*** DATASET RECORDS ***

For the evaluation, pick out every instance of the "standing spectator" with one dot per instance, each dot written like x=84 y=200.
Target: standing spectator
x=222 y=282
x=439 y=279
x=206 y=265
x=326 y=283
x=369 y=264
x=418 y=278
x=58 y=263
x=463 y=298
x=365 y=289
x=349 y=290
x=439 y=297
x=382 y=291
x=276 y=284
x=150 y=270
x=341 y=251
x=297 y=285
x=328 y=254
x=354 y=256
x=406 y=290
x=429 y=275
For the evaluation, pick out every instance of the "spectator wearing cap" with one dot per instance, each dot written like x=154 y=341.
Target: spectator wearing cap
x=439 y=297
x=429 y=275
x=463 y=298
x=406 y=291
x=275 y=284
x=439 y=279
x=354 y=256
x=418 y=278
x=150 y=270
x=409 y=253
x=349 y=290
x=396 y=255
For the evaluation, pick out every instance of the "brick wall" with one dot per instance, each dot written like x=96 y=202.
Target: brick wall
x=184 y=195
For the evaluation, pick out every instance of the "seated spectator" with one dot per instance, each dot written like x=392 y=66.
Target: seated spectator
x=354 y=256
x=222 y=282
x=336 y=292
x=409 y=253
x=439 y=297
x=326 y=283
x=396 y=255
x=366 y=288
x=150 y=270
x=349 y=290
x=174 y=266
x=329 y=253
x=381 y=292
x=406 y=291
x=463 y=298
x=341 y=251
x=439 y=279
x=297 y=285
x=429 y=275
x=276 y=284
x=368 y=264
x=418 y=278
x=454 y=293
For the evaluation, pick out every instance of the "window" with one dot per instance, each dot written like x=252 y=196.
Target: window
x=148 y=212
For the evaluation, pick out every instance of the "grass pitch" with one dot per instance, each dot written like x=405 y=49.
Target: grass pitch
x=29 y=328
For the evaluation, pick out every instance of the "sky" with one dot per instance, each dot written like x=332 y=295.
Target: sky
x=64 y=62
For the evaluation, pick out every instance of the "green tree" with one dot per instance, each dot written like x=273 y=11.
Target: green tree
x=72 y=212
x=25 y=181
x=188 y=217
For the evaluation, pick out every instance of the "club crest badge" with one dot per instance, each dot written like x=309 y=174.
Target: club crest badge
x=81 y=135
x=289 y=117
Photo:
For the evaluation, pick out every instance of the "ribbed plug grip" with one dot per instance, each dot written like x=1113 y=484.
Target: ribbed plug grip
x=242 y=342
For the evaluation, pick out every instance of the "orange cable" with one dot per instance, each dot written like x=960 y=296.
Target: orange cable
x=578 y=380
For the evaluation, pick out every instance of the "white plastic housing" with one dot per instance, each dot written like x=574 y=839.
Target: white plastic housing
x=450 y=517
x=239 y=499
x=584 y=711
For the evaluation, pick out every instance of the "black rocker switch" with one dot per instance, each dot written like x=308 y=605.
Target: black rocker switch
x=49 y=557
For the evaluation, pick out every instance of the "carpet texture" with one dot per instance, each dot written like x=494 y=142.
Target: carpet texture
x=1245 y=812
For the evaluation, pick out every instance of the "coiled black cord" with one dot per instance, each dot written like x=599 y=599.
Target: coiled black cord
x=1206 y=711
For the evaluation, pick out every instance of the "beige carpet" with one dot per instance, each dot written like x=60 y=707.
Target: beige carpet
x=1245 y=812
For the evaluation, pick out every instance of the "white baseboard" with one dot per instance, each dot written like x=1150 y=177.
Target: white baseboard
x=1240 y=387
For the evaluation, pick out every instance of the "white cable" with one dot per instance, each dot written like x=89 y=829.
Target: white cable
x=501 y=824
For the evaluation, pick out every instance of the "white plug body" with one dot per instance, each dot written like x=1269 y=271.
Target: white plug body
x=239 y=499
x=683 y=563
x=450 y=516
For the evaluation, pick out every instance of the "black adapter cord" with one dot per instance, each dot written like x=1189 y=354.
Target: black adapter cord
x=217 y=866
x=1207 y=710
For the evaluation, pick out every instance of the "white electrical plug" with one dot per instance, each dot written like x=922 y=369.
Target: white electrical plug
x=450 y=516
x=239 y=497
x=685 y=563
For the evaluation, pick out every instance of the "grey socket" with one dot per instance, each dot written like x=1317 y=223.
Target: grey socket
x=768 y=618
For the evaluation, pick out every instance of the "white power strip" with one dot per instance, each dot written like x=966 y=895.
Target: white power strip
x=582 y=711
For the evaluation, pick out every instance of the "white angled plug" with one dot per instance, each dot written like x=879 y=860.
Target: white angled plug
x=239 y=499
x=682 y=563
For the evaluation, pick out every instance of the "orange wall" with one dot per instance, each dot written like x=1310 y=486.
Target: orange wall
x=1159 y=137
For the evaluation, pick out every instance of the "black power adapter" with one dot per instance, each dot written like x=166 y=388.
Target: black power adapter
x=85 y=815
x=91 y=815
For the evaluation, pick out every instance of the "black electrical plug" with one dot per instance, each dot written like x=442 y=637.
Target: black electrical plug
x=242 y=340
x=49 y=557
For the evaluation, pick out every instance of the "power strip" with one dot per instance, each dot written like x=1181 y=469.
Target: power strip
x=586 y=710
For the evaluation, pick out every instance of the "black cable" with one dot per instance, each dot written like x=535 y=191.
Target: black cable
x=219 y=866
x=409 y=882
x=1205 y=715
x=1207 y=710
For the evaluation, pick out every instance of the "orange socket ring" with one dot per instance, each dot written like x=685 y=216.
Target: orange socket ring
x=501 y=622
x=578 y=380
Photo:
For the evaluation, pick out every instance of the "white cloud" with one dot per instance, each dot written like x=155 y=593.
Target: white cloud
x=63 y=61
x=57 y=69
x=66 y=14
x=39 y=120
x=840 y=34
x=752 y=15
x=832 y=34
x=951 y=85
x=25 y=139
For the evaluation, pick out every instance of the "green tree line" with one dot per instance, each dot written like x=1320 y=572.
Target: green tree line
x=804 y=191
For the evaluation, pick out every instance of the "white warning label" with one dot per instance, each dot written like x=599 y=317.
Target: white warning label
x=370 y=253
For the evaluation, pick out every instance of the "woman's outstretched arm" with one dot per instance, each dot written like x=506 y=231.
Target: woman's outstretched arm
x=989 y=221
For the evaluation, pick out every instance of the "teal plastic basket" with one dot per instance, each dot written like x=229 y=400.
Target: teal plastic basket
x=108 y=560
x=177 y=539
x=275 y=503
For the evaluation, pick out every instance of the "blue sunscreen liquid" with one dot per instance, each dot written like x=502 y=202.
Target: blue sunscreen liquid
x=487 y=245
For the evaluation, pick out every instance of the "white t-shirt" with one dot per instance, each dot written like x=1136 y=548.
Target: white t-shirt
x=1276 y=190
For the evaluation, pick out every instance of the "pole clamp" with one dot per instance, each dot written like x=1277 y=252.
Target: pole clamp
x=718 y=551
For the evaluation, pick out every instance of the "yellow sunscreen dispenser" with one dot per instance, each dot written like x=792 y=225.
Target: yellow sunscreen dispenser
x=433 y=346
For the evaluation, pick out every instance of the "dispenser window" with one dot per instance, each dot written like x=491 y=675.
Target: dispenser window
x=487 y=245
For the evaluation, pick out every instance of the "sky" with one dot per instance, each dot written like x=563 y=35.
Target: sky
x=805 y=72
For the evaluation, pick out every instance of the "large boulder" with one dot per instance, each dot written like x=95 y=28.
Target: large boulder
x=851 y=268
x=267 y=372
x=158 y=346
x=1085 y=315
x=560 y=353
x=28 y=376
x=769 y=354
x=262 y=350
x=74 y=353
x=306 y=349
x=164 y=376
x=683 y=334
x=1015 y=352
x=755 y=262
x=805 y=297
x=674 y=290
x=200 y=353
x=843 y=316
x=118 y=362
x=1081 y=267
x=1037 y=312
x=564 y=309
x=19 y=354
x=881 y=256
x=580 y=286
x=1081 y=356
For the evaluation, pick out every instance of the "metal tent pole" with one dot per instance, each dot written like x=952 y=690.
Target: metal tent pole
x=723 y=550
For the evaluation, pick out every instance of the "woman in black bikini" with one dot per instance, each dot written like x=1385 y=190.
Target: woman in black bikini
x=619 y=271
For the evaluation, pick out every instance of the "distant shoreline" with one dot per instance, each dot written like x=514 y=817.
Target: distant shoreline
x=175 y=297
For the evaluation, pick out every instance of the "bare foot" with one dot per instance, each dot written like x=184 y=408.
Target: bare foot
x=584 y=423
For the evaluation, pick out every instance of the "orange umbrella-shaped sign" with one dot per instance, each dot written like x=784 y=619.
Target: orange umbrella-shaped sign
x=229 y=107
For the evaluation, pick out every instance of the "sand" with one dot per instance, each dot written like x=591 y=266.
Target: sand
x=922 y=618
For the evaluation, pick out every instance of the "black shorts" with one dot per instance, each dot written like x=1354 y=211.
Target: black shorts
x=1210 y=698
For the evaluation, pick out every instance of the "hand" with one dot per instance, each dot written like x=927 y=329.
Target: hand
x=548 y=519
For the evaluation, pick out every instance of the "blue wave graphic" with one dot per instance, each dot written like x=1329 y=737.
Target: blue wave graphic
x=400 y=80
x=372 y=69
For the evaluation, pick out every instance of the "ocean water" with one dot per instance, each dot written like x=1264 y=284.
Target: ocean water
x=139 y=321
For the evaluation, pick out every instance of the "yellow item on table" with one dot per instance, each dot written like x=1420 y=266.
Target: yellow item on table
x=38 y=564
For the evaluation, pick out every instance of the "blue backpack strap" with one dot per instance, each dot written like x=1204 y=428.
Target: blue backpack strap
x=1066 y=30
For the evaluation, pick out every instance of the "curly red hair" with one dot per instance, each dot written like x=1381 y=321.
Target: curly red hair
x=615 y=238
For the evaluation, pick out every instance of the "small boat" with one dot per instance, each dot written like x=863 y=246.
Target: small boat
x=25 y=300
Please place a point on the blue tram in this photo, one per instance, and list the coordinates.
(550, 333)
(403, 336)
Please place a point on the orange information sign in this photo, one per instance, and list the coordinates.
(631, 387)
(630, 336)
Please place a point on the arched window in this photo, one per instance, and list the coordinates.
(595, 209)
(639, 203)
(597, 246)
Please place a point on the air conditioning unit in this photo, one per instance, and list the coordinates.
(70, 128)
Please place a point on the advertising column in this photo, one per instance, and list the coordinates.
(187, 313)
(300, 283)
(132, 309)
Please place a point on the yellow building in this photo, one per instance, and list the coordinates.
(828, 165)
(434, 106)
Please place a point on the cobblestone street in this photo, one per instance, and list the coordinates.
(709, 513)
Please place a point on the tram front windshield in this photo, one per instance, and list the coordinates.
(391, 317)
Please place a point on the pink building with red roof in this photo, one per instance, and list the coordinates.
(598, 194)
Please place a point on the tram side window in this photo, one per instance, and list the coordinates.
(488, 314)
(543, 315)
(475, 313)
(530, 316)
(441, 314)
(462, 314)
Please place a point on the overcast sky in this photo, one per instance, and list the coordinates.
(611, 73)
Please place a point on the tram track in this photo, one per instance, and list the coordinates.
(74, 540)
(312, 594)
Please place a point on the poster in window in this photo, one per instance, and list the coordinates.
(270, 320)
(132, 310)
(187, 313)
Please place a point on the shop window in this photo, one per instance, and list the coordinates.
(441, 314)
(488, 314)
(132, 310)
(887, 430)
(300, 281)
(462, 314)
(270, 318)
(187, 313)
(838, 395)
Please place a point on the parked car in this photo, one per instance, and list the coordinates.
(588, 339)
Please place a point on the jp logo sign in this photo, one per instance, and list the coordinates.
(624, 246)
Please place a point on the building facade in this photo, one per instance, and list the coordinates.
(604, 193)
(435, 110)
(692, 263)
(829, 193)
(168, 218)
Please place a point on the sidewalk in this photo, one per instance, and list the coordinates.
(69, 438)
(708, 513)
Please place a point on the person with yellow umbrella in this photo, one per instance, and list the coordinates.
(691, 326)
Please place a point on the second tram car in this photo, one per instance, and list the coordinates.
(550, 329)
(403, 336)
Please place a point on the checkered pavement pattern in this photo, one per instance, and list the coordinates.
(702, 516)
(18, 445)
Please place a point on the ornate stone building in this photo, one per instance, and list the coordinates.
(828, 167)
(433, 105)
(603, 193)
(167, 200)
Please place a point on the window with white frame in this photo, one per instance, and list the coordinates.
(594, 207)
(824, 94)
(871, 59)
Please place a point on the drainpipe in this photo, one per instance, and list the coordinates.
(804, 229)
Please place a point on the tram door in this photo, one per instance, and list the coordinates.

***

## WHAT YOU HAVE TO DO
Can you arrange the stretch from the line containing "Please place a point on the ornate" through the last line of the entries as a Markdown table with the columns Row and Entry line, numbering each line and omitting blank lines?

## ANSWER TO THE PROBLEM
| Row | Entry line |
|---|---|
| 1 | Please place a point on the ornate stone building in this photo, one per instance, and list the coordinates. |
| 2 | (828, 167) |
| 3 | (433, 105) |
| 4 | (603, 193) |
| 5 | (167, 200) |
| 6 | Please place a point on the window with white frame in this photo, one per instance, and list the coordinates. |
| 7 | (594, 207) |
| 8 | (824, 94) |
| 9 | (871, 59) |
| 10 | Please place a point on the drainpipe in this photo, one per instance, and list the coordinates. |
| 11 | (804, 229) |
| 12 | Please place a point on the tram door in this photo, one per instance, and list the coordinates. |